___ Passage provided ___
There is also the matter of Marco, at least as of the end of the 2015 campaign, having been passed on the depth chart by Tim Cooney. Of course, Cooney coming down with some arm soreness of his own this spring puts a bit of a wrinkle in any plans for his immediate future, but he's back to throwing now, and so far it appears he is once again healthy and ready.

If you combine the currently full rotation, the fact that rotation is four fifths locked up for 2017, at least one similar pitcher having moved ahead of Marco in the pecking order, and the potential arrival of pitchers like Alex Reyes and Luke Weaver as soon as later this season, it certainly appears as if the way forward for Gonzales in the Cardinal organisation is a tenuous one.

Now, before you even start, I am well aware that it's very rare for a baseball team, no matter how solid the pitching appears early on, to need but the five they have in the rotation to begin the year. Chances are, at least one pitcher currently slated to be in the rotation will miss time this year, and there will be an opportunity. But then, considering what we've seen from the respective options in the majors already, there's every reason to believe that Cooney has dibs on the first man up designation. And while Gonzales could certainly earn that role back with a strong performance in 2016, it's unclear how long he will have to cement himself before Reyes finishes his suspension. Or how long he will have before Luke Weaver's fastball/change combination is too intriguing to continue languishing in the minor leagues.

Short-term, I'm sure that Marco Gonzales is going to be just fine. In the longer term, however, I do wonder if there's a chance we see him fall through the cracks, considering all the talent coming up very nearly on his heels.

A move to relief work could benefit him, I suppose, but there are two issues there, as well. One, he doesn't have the sort of repertoire most often associated with short relievers (particularly of the lefty variety, so often tasked with retiring just one or two same-handed hitters), and two, Tyler Lyons appears to have the inside track on that second lefty spot in the current 'pen. Lyons's stuff, including a big, sweeping breaking ball he can run away from lefthanded hitters, would seem to be better suited for the role anyhow.

So what is the answer? What is the most likely outcome for Marco Gonzales in the Cardinal organisation? Well, for now, it appears all but a fait accompli he will head off to minor league camp soon, and probably anchor the Memphis rotation until such time as Alex Reyes is ready to return. It also seem very likely Gonzales will continue to start games in Triple A, rather than move to that relief work he seems only somewhat suited for.

Long term, it's much less clear what, if any, role Marco may fill for this franchise. Sure, there will be injuries to the current starters and opportunities coinciding with those injuries, but all the same, Gonzales may very well end up a 'tweener of sorts in this organisation. The meteoric rise of Reyes could end up putting Marco on the outside looking in, though that's probably counting our eggs before they hatch. Still, when you have a top five or ten prospect in all of baseball, you want to believe he'll develop the way you would like to see.
___ Stored data ___
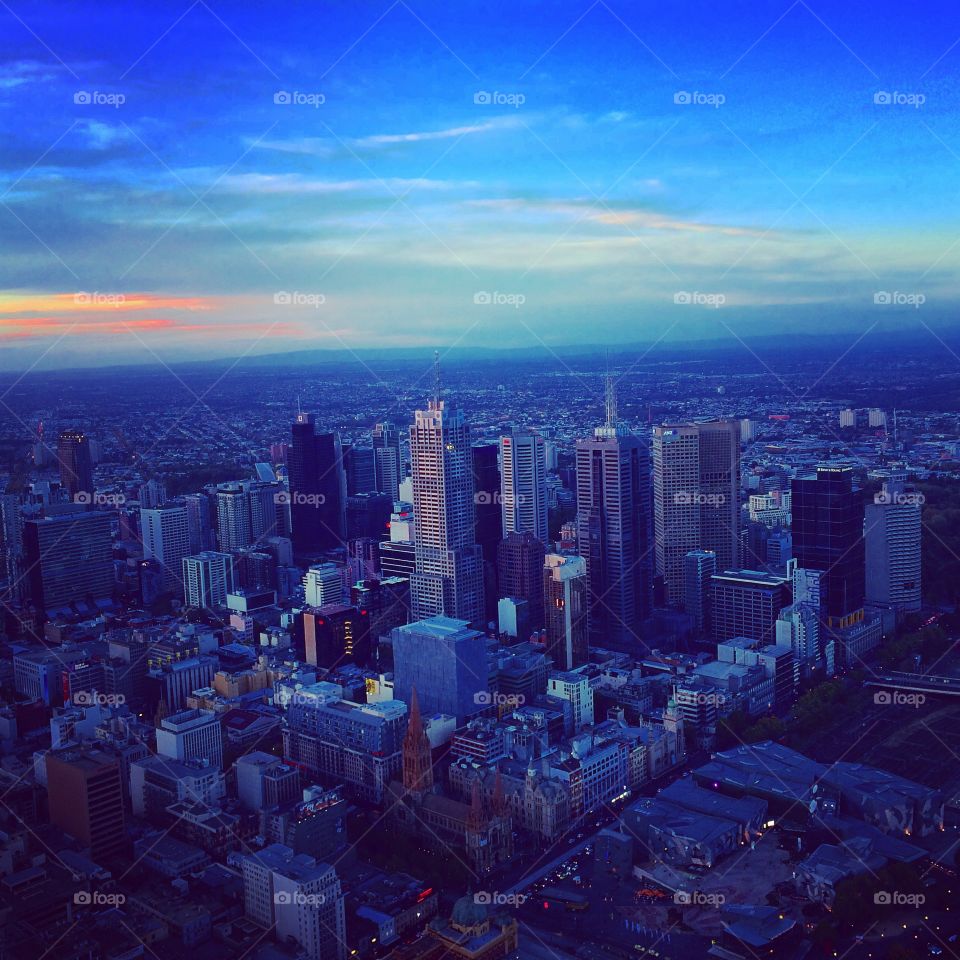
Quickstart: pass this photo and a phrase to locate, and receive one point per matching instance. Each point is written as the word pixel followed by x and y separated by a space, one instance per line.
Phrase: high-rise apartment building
pixel 696 493
pixel 318 488
pixel 892 531
pixel 523 484
pixel 207 579
pixel 565 600
pixel 166 539
pixel 76 465
pixel 613 529
pixel 68 558
pixel 449 571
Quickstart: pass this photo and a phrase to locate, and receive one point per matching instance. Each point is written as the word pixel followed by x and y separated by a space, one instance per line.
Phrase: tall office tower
pixel 565 610
pixel 449 574
pixel 359 464
pixel 699 566
pixel 447 663
pixel 191 735
pixel 387 459
pixel 323 584
pixel 747 603
pixel 520 572
pixel 368 515
pixel 696 493
pixel 828 536
pixel 68 558
pixel 11 548
pixel 166 539
pixel 298 899
pixel 233 517
pixel 892 531
pixel 488 525
pixel 76 465
pixel 523 484
pixel 152 494
pixel 85 794
pixel 207 579
pixel 203 535
pixel 614 529
pixel 318 488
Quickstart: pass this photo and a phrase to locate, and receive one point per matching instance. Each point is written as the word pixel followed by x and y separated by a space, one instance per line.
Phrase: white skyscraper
pixel 166 539
pixel 892 530
pixel 523 484
pixel 207 579
pixel 297 899
pixel 449 572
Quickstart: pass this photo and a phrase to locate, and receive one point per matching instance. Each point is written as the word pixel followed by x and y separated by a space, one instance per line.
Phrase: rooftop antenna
pixel 611 398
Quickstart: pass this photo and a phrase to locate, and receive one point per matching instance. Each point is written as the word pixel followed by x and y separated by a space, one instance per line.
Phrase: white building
pixel 523 484
pixel 191 735
pixel 892 530
pixel 296 898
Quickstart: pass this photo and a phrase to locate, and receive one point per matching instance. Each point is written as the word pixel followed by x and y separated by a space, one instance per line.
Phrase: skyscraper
pixel 613 528
pixel 166 539
pixel 449 574
pixel 520 572
pixel 565 610
pixel 317 488
pixel 892 530
pixel 76 464
pixel 696 491
pixel 68 558
pixel 523 484
pixel 828 536
pixel 387 459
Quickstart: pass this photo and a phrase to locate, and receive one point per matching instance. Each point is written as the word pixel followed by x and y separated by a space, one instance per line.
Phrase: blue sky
pixel 470 173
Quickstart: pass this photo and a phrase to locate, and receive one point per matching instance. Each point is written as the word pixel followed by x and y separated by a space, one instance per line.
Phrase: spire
pixel 611 398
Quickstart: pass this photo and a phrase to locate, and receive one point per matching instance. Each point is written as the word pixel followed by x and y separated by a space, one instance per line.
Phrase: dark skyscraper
pixel 520 571
pixel 488 525
pixel 614 529
pixel 828 536
pixel 317 488
pixel 76 464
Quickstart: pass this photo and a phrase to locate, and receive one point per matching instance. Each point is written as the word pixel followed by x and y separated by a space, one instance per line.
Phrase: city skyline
pixel 494 177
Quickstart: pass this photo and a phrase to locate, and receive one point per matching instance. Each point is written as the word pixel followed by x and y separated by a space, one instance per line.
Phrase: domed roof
pixel 467 912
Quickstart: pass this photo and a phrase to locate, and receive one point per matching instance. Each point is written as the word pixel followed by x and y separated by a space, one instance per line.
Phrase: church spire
pixel 417 756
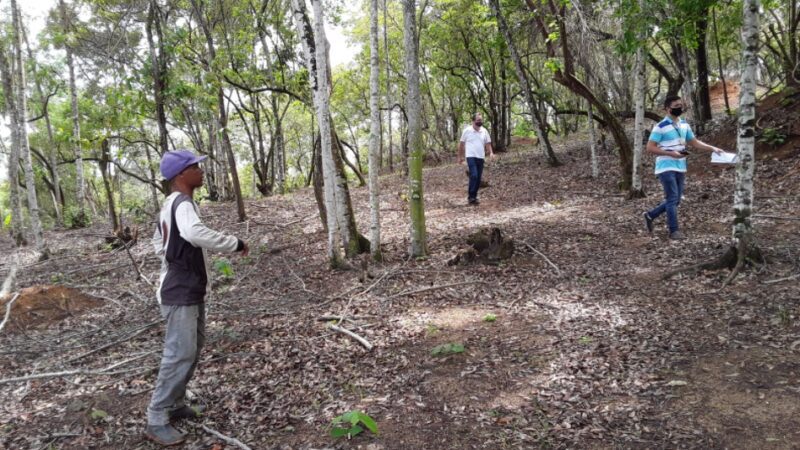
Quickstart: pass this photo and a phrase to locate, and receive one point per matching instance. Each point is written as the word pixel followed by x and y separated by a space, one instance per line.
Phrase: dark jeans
pixel 475 171
pixel 673 190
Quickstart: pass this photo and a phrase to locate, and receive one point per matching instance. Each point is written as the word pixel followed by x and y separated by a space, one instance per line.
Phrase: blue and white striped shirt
pixel 672 138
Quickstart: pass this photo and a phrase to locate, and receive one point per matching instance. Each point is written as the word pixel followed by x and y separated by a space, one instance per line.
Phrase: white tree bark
pixel 22 133
pixel 374 135
pixel 593 141
pixel 317 72
pixel 414 110
pixel 76 124
pixel 640 73
pixel 13 154
pixel 743 190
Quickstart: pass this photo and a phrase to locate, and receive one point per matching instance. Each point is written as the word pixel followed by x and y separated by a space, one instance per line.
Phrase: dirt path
pixel 595 353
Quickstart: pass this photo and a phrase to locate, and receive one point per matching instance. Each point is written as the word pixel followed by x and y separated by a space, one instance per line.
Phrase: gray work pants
pixel 183 339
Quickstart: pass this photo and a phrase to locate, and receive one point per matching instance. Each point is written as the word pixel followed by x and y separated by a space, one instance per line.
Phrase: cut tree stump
pixel 487 246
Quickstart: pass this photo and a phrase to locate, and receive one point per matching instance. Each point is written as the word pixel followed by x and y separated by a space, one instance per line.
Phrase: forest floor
pixel 589 347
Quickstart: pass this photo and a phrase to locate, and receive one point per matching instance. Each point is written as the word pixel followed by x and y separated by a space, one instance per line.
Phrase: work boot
pixel 677 236
pixel 186 412
pixel 648 223
pixel 165 435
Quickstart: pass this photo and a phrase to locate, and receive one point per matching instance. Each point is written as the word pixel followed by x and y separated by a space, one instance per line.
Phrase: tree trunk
pixel 541 131
pixel 745 168
pixel 640 83
pixel 105 159
pixel 80 218
pixel 158 70
pixel 701 55
pixel 17 232
pixel 374 136
pixel 22 133
pixel 413 108
pixel 315 56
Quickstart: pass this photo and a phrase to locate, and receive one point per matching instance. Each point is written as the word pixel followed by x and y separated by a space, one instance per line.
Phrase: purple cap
pixel 173 163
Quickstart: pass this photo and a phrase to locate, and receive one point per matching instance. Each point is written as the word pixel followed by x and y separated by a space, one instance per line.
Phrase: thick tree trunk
pixel 80 218
pixel 315 56
pixel 419 247
pixel 22 133
pixel 745 168
pixel 374 135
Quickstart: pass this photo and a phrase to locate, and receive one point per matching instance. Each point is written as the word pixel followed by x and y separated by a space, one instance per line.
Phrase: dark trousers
pixel 475 171
pixel 673 190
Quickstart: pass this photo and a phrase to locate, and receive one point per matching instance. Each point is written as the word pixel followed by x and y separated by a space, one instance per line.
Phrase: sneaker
pixel 677 236
pixel 186 412
pixel 648 222
pixel 165 435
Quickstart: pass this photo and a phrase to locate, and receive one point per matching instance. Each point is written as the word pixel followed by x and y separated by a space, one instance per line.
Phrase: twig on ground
pixel 792 277
pixel 8 311
pixel 358 338
pixel 125 339
pixel 431 288
pixel 222 437
pixel 558 272
pixel 65 373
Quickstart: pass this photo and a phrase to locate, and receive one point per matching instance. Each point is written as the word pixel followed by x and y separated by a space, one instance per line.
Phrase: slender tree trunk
pixel 22 133
pixel 419 247
pixel 721 65
pixel 158 70
pixel 541 131
pixel 80 218
pixel 745 168
pixel 640 83
pixel 374 135
pixel 17 232
pixel 389 107
pixel 317 69
pixel 593 141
___
## Given request
Write the next few paragraphs of the piece on Marco Gonzales's place in the Cardinals organization, picking up right after its final sentence.

## Task output
The nice thing about the situation is this: Marco Gonzales still has options. Minor league options, that is. Not only will Gonzales use his third option season this year when he heads off to minors camp, the fact he will use that third option before reaching five years' service time would appear to indicate he will be eligible for the somewhat unusual fourth option year, meaning now decision will have to be made on him until after the 2017 season, at least in terms of a permanent roster spot.

However, if the Cardinal farm system continues to do what it has done the past several years, and continues churning out pitching prospects of all ilk, it would seem, to me at least, that exploring a trade with Gonzales as the centerpiece of the package could ultimately benefit the team. How much value Gonzales has right now, considering his lost 2015, is tough to really put a high number on. That next batch of talent chasing him up the ladder could make him redundant, and in relatively short order.

In all likelihood, the situation will work itself out, in on way or another, and perhaps by the time late March of 2017 rolls around, we'll have answers about Marco's short- and long-term roles with the Cardinals, and it will seem silly to have ever wondered where Mark Buehrle 2.0 could possibly grab hold. However, there's also plenty of reason to think Gonzales may have more variety as a trade chit than as a permanent fixture for the Redbirds. What the club might need to move him for is not yet any clearer than Gonzales's own place is currently. But of all the pitching assets the club controls, Marco just might be the one with the most intriguing blend of nearness to the big leagues, long-term upside, and questionable opportunities here in St. Louis. In which case, he would seem a near-ideal candidate to be moved on, and cashed in for long-term value.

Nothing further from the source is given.